EXERCISE
Copy each line below that contains the string "concrete", matching upper and lower case exactly.

PROVIDED MATERIAL
--- begin ---

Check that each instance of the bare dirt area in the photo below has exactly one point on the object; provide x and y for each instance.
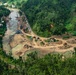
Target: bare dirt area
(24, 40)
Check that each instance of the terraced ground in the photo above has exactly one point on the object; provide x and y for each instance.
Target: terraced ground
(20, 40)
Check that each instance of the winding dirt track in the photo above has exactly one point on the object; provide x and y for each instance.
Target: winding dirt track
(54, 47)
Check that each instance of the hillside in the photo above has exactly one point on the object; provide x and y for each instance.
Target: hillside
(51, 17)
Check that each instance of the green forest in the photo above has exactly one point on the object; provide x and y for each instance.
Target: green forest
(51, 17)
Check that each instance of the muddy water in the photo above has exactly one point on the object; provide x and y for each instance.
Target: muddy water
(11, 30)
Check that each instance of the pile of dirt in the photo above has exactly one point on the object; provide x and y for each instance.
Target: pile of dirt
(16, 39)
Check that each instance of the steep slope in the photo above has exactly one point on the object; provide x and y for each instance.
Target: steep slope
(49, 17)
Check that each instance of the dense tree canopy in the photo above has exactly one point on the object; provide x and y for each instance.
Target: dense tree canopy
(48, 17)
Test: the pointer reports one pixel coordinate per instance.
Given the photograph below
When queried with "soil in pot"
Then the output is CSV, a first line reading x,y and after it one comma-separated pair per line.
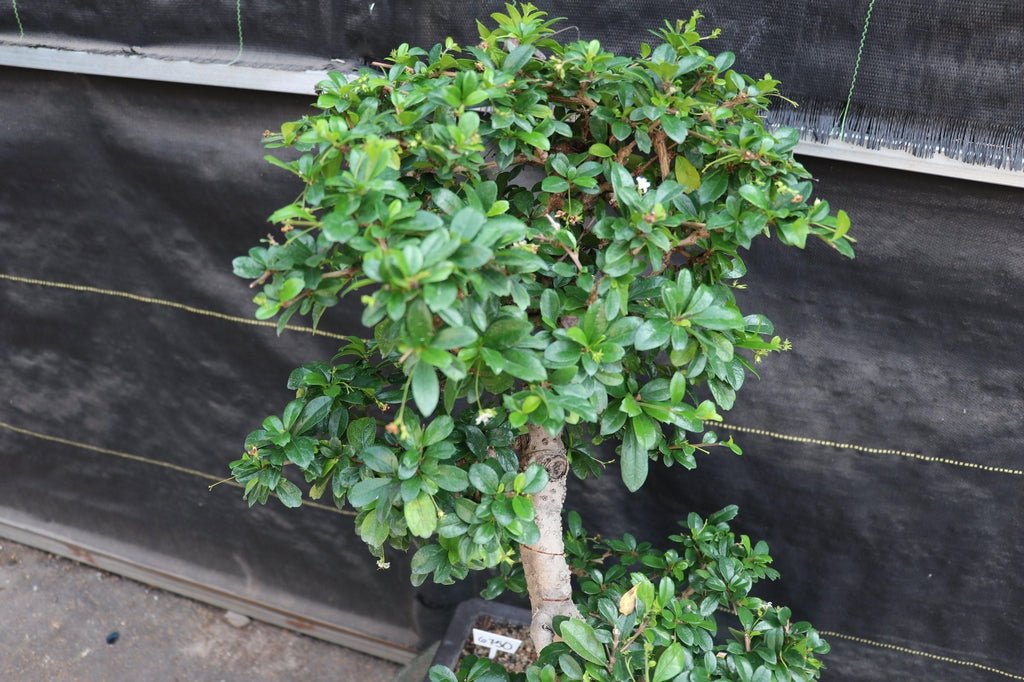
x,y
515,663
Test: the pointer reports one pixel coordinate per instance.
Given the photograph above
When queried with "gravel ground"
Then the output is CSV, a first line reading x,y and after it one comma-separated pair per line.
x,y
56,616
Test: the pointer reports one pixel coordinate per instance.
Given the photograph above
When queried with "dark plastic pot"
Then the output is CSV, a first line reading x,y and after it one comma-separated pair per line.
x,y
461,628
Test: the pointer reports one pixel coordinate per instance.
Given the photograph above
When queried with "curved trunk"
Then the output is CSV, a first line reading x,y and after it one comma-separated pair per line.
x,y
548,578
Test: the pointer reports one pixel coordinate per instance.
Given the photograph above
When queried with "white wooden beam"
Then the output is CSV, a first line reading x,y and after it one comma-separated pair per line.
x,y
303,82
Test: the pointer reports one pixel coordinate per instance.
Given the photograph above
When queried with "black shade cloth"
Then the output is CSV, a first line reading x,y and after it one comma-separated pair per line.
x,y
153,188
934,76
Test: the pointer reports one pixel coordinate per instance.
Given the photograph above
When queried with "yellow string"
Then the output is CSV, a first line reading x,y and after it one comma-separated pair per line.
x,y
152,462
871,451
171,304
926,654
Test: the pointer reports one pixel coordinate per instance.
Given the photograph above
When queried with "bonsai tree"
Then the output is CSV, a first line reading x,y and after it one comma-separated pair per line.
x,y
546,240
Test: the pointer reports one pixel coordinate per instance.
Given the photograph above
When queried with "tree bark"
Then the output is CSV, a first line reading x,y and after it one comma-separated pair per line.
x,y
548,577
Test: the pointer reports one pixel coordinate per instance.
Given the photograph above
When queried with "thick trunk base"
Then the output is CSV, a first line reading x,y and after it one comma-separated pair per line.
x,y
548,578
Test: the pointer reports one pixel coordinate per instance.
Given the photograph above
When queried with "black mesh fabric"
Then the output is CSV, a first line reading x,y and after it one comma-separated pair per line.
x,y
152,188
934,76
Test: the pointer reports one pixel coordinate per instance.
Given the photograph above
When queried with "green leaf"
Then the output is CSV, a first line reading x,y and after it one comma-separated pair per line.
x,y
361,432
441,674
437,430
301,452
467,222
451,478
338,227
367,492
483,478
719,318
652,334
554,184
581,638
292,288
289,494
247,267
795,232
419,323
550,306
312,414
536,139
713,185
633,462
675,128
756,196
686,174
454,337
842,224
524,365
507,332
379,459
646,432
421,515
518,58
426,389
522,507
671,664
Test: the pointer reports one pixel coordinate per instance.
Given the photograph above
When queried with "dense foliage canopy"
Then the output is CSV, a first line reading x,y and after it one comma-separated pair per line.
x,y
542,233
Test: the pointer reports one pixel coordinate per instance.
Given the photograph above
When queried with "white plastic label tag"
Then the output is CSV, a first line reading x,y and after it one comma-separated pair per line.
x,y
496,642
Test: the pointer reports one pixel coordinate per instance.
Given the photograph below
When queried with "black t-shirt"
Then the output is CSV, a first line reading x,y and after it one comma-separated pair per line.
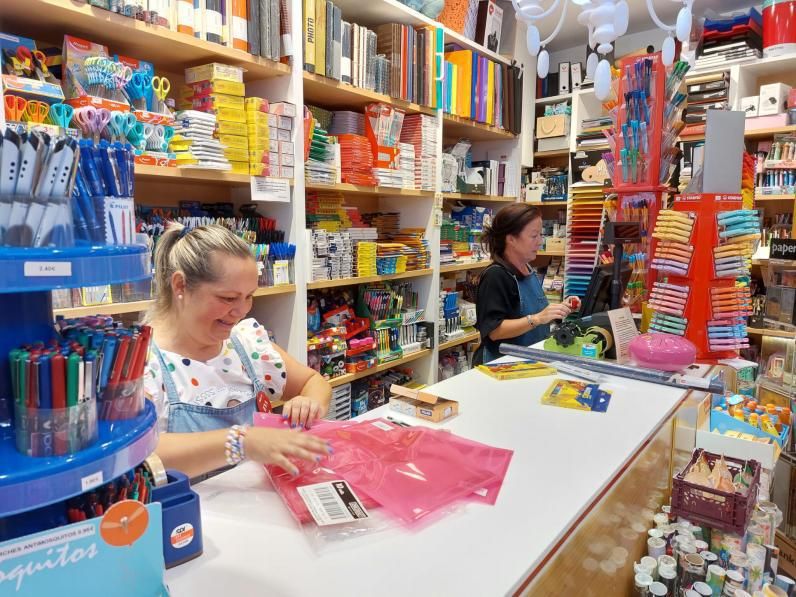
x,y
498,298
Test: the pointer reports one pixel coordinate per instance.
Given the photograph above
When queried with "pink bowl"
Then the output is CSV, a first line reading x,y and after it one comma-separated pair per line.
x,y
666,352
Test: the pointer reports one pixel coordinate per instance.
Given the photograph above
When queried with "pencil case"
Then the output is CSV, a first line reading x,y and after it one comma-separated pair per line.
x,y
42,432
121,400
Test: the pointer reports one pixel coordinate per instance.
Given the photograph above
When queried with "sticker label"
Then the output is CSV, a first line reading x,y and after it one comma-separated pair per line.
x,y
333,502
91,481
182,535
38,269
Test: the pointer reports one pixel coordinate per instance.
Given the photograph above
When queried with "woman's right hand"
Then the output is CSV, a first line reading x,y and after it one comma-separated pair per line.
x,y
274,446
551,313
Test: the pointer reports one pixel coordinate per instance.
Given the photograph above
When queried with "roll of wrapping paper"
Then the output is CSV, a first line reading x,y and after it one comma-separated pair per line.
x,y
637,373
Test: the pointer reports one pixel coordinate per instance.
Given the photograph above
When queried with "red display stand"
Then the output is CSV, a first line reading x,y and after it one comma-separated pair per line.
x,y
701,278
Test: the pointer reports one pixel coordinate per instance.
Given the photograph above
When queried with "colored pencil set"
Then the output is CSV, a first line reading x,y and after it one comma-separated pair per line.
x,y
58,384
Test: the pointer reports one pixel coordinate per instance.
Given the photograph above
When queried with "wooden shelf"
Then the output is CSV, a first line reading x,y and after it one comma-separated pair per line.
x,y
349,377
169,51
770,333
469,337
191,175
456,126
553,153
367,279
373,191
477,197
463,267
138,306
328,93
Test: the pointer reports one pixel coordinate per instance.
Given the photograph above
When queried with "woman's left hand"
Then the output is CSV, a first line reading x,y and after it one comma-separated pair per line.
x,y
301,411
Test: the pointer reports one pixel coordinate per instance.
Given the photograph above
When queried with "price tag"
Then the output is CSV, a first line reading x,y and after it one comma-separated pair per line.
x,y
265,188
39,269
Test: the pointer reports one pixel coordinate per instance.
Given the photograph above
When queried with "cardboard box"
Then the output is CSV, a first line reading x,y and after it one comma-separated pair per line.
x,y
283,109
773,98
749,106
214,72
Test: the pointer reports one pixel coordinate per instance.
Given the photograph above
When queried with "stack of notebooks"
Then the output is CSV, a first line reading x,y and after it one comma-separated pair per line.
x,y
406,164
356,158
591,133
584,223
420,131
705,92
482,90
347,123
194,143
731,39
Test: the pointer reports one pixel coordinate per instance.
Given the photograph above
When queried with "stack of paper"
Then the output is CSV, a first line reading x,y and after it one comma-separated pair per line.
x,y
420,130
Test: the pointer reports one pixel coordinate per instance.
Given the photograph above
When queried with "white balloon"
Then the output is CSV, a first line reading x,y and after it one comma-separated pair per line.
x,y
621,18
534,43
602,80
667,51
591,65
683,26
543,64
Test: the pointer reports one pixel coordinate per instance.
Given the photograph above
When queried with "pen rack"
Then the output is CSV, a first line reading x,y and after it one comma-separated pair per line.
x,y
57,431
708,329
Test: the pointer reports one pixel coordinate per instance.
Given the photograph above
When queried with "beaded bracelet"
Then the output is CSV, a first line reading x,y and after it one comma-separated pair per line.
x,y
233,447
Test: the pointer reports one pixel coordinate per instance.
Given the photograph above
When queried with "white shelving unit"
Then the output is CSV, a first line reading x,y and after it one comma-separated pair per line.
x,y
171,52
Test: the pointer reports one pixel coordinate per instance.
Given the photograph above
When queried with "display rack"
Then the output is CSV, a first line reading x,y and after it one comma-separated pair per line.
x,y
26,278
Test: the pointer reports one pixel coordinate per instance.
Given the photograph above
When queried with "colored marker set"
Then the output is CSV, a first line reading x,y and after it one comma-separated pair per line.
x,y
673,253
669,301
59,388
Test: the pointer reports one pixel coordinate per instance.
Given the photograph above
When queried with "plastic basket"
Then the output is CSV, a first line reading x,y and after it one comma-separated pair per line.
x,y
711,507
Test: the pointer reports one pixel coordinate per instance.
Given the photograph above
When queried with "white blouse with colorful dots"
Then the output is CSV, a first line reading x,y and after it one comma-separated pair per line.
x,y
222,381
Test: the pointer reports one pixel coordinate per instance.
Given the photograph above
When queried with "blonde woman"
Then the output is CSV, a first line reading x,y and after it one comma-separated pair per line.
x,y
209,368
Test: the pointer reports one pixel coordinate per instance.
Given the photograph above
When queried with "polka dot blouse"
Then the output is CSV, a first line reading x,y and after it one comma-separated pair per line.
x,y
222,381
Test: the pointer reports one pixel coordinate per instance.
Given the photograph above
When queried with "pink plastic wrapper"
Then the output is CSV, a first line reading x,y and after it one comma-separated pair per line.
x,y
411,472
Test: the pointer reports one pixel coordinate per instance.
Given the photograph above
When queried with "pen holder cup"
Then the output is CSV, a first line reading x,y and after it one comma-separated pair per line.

--- end ---
--- begin ---

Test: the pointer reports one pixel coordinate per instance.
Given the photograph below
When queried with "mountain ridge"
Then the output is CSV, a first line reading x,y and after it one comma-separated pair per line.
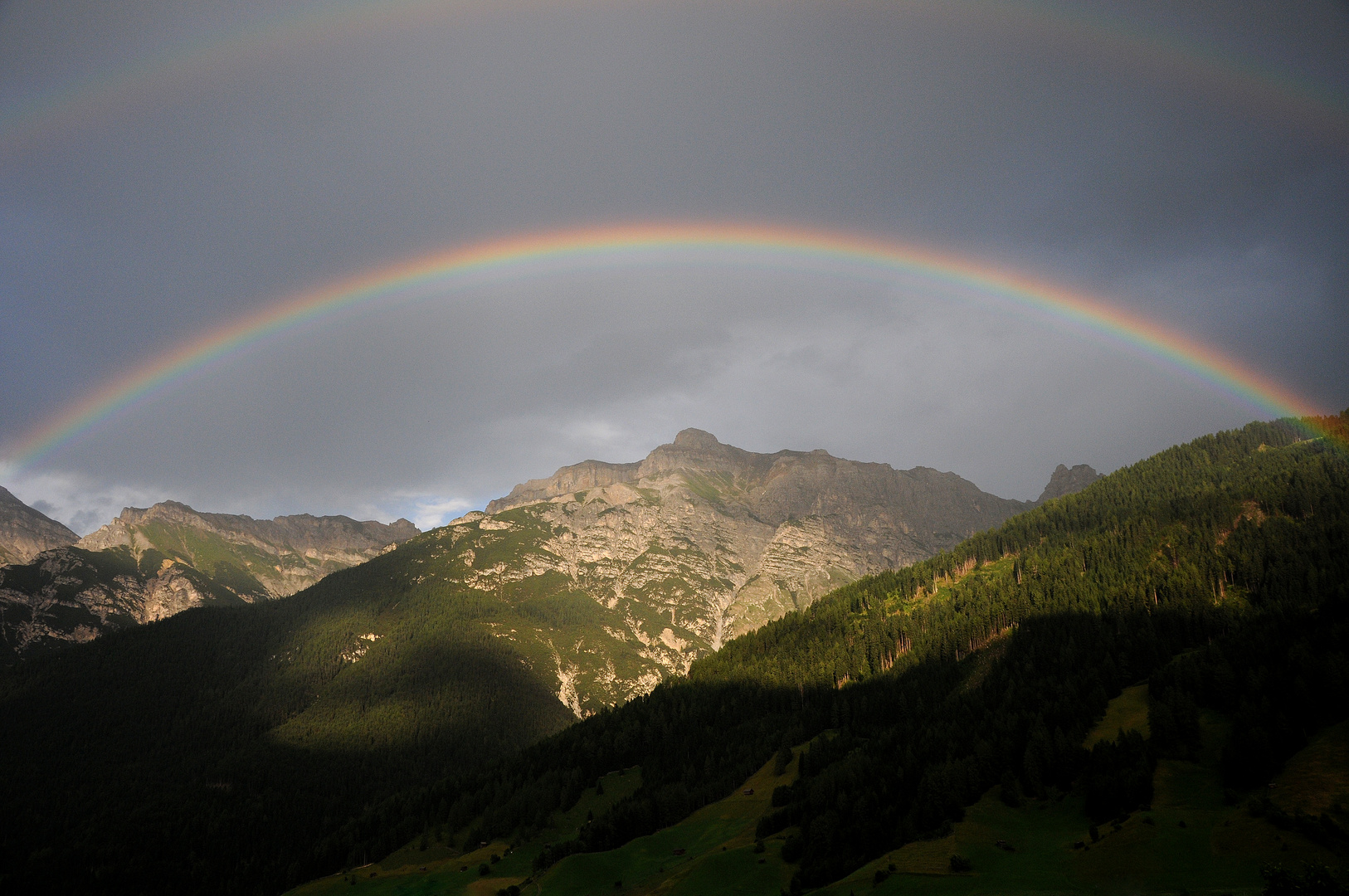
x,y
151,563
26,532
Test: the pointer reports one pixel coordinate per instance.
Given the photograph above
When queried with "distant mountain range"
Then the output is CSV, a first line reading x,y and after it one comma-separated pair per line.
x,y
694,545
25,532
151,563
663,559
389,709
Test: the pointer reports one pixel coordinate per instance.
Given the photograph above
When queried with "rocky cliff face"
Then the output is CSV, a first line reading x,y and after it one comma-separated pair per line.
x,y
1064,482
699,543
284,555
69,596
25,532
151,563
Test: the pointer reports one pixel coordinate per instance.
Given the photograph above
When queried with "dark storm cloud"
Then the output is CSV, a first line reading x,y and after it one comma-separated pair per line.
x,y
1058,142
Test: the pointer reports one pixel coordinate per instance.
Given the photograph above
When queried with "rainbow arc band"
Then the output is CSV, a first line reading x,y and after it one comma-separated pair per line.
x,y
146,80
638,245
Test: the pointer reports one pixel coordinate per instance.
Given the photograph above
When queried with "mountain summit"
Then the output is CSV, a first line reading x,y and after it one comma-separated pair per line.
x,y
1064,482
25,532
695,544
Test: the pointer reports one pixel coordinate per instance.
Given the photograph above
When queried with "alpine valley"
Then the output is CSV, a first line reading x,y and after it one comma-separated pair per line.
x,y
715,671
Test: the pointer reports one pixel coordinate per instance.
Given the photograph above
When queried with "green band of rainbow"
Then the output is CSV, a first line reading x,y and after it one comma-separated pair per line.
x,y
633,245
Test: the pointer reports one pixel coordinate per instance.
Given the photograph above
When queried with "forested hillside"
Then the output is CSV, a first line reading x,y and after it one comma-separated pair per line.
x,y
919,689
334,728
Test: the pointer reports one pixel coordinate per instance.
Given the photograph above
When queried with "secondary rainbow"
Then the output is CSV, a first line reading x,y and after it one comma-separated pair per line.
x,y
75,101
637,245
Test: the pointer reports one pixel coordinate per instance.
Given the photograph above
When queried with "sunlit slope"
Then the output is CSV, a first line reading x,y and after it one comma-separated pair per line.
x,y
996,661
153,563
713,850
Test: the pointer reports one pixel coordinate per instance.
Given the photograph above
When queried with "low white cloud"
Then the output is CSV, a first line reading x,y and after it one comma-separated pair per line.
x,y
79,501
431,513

--- end ---
--- begin ---

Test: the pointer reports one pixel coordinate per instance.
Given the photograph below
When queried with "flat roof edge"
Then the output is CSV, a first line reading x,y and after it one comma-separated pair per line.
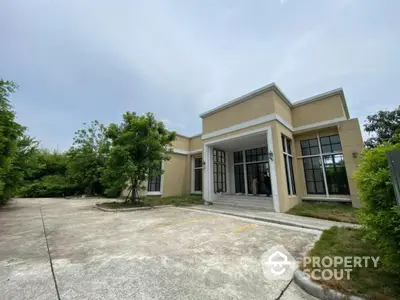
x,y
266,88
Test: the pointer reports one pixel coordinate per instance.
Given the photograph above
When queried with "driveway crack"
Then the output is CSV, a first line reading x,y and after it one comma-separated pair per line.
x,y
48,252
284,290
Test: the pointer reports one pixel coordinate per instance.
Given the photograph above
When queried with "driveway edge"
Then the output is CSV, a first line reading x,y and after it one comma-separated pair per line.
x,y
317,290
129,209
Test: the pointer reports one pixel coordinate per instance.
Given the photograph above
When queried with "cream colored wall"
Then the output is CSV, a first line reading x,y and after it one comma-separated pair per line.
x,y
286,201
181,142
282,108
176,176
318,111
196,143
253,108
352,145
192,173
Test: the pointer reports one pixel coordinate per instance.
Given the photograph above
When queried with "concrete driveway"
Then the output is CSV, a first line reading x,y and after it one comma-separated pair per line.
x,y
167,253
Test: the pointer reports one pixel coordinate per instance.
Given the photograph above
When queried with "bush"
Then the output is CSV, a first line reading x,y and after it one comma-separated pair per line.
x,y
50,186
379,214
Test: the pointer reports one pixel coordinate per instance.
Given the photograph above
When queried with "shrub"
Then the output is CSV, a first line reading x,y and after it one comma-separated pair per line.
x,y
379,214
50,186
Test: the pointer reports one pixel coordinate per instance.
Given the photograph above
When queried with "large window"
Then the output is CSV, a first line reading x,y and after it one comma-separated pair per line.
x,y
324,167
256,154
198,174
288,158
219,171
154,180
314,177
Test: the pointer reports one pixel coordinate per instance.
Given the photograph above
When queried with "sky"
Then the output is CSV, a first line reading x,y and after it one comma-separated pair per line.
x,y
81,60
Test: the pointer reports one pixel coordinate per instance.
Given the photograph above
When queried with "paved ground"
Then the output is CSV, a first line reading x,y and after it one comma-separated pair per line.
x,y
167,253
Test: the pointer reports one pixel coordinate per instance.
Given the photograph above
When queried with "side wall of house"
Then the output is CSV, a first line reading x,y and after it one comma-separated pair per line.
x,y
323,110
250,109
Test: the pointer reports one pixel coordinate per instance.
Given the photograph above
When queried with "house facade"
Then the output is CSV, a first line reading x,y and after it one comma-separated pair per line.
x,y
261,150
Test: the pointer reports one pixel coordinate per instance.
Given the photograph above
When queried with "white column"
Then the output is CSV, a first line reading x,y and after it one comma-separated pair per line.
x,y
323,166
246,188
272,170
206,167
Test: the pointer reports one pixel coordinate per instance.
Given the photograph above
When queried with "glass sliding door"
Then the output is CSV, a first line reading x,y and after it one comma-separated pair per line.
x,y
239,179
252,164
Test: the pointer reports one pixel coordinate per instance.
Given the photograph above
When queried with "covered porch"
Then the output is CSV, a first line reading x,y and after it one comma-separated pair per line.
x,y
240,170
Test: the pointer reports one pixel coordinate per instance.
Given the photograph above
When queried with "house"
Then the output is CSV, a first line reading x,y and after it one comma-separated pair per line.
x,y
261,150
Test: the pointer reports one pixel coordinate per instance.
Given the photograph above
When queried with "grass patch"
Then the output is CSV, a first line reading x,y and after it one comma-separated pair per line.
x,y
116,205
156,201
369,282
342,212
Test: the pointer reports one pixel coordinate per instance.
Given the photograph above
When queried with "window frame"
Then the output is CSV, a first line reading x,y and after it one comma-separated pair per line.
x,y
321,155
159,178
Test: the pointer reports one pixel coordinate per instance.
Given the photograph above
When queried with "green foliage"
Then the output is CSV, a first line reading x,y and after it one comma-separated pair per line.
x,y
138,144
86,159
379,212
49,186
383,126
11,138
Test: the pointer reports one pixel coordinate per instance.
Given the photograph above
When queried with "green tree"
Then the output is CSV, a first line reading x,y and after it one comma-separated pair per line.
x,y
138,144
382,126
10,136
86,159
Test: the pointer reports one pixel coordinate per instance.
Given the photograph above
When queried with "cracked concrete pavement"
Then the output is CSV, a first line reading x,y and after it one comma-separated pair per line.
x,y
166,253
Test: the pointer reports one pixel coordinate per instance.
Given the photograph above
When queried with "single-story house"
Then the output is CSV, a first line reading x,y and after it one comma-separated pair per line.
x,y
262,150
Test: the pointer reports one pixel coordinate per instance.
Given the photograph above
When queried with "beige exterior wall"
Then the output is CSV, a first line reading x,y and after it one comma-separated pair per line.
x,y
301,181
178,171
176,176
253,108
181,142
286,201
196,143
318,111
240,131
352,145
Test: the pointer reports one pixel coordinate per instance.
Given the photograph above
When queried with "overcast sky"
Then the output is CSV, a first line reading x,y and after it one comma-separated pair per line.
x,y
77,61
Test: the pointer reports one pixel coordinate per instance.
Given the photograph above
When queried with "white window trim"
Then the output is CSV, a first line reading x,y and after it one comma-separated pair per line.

--- end ---

EXPECTED ANSWER
When queried with "concrete driveway"
When queried with "cracked concrete pavement"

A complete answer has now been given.